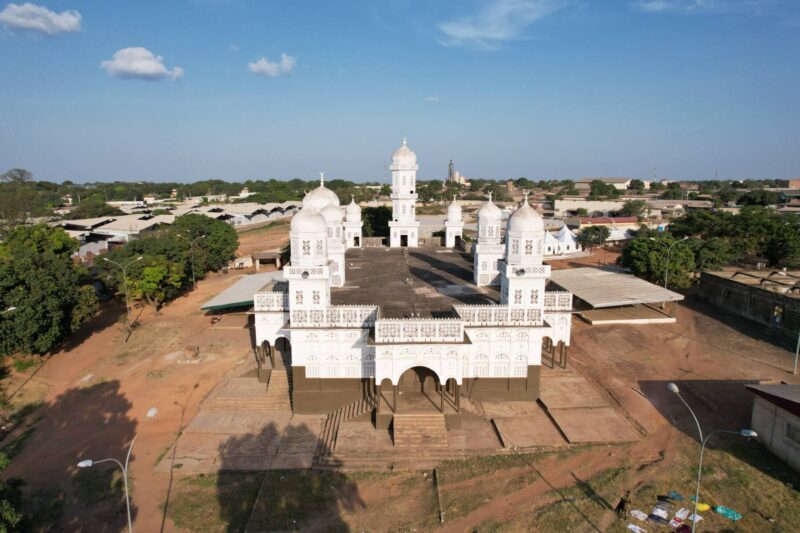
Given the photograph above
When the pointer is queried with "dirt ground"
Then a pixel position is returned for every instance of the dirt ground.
(96, 392)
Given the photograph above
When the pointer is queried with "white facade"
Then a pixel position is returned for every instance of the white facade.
(494, 340)
(454, 225)
(404, 226)
(488, 250)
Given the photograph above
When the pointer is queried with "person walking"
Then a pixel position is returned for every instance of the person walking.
(622, 506)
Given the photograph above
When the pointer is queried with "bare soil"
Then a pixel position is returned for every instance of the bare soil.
(96, 392)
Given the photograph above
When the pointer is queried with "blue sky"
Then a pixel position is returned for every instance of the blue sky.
(236, 89)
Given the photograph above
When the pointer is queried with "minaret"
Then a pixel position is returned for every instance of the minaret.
(488, 250)
(454, 225)
(404, 226)
(522, 274)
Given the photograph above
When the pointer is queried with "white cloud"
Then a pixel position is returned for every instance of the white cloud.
(139, 63)
(499, 21)
(265, 67)
(32, 18)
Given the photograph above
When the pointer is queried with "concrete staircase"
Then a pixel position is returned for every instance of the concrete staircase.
(330, 428)
(420, 430)
(246, 393)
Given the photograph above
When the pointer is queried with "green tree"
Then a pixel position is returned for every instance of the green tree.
(156, 280)
(50, 294)
(593, 236)
(213, 251)
(376, 221)
(647, 259)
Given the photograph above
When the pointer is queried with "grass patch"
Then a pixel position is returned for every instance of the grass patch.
(15, 447)
(95, 485)
(22, 364)
(215, 503)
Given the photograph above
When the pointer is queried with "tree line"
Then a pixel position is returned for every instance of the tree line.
(45, 295)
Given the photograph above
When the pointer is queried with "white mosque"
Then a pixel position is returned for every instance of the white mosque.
(341, 354)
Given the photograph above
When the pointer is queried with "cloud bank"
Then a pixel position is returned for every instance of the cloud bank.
(38, 19)
(499, 21)
(265, 67)
(139, 63)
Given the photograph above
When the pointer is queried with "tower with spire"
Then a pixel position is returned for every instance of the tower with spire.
(488, 250)
(404, 226)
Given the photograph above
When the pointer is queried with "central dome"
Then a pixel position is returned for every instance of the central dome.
(525, 218)
(404, 155)
(321, 197)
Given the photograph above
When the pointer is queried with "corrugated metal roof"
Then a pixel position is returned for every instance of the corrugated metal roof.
(611, 287)
(241, 293)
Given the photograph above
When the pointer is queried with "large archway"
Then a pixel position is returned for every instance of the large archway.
(419, 390)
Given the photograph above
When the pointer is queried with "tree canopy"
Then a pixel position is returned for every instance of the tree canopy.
(50, 295)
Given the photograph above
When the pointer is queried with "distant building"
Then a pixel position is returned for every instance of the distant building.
(771, 298)
(776, 419)
(621, 184)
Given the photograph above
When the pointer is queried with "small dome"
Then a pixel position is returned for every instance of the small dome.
(490, 212)
(308, 220)
(353, 211)
(321, 197)
(525, 218)
(454, 212)
(404, 156)
(332, 214)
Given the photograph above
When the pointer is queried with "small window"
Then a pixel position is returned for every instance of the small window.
(793, 433)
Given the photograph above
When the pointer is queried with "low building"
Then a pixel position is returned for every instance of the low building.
(776, 419)
(771, 298)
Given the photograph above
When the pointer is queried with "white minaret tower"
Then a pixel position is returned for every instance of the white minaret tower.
(404, 226)
(488, 250)
(353, 225)
(454, 225)
(308, 274)
(522, 274)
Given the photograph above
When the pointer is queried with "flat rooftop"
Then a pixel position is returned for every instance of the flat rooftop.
(611, 287)
(425, 281)
(783, 282)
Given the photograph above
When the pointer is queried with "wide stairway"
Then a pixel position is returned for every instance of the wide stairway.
(246, 393)
(330, 428)
(420, 430)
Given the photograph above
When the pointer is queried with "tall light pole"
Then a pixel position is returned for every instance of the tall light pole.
(86, 463)
(669, 251)
(125, 281)
(191, 247)
(747, 433)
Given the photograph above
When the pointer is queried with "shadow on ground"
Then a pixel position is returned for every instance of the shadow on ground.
(82, 423)
(718, 404)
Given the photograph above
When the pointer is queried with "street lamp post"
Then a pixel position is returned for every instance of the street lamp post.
(87, 463)
(125, 281)
(191, 247)
(669, 251)
(747, 433)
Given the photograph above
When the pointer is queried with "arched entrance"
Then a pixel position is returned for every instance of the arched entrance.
(419, 390)
(282, 351)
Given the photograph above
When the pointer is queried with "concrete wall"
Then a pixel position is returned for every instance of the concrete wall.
(770, 422)
(752, 302)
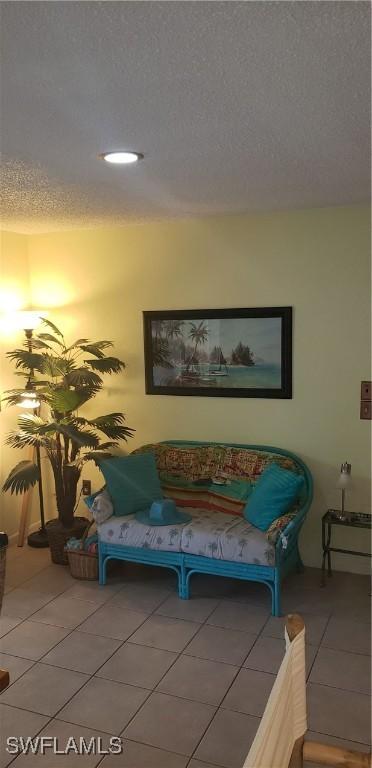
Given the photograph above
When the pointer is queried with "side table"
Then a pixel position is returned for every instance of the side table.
(350, 520)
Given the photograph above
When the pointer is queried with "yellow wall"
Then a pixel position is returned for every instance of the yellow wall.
(14, 294)
(315, 260)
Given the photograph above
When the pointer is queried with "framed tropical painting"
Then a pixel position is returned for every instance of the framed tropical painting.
(219, 352)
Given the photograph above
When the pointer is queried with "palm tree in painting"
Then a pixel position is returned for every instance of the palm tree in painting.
(213, 547)
(173, 328)
(160, 352)
(157, 327)
(198, 335)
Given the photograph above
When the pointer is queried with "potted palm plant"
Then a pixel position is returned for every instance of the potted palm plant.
(63, 379)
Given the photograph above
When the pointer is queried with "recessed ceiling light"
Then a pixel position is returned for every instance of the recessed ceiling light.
(121, 158)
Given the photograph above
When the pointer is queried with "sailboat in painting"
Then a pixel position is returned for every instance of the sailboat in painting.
(222, 369)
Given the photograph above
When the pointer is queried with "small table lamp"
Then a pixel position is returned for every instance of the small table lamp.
(344, 482)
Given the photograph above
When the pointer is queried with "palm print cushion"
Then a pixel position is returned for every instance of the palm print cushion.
(214, 534)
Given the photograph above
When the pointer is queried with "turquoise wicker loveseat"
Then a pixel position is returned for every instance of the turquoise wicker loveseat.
(214, 482)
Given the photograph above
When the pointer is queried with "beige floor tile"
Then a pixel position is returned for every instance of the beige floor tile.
(31, 640)
(22, 603)
(351, 671)
(104, 705)
(15, 665)
(195, 609)
(65, 612)
(113, 621)
(218, 644)
(268, 652)
(228, 739)
(137, 665)
(81, 652)
(162, 632)
(17, 722)
(53, 579)
(339, 713)
(43, 689)
(232, 615)
(249, 692)
(346, 635)
(92, 592)
(198, 679)
(198, 764)
(62, 732)
(314, 627)
(325, 739)
(175, 725)
(140, 597)
(7, 623)
(136, 755)
(251, 593)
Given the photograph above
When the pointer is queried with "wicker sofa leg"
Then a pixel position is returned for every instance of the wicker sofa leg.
(183, 586)
(101, 568)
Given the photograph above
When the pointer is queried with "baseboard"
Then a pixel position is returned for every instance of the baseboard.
(13, 538)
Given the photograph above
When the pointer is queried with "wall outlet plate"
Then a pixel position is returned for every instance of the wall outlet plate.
(366, 409)
(366, 390)
(87, 487)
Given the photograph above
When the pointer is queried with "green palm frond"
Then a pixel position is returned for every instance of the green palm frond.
(112, 425)
(75, 344)
(106, 365)
(49, 337)
(82, 438)
(37, 343)
(23, 438)
(22, 477)
(53, 327)
(31, 422)
(26, 360)
(95, 348)
(67, 400)
(55, 366)
(103, 451)
(81, 377)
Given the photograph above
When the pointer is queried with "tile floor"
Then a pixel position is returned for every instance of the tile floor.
(184, 683)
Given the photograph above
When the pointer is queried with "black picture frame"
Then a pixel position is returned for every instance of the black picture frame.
(197, 378)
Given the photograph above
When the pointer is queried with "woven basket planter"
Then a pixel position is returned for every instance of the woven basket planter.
(58, 536)
(83, 565)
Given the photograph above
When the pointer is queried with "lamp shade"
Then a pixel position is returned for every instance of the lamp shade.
(28, 319)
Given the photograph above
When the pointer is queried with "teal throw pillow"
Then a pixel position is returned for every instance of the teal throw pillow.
(132, 482)
(275, 493)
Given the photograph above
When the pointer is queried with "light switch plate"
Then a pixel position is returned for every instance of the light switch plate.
(87, 487)
(366, 390)
(366, 409)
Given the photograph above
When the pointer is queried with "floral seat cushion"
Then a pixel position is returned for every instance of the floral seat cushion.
(210, 534)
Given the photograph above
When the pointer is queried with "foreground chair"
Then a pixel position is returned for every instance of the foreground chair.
(280, 740)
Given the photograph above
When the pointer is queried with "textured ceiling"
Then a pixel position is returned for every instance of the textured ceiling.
(237, 106)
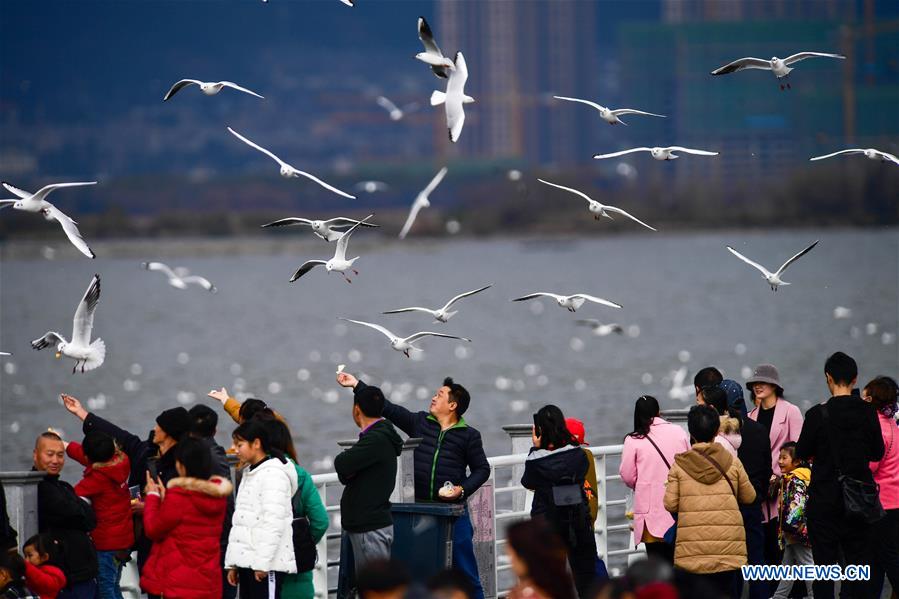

EXERCISE INSTRUCTIONS: Which lines in the records contain the string "picture"? Pull out each one, matching case exactly.

EXPECTED ANSWER:
When the pointer is queried with "black picture frame"
Then a pixel position is returned for every instance of the black picture frame.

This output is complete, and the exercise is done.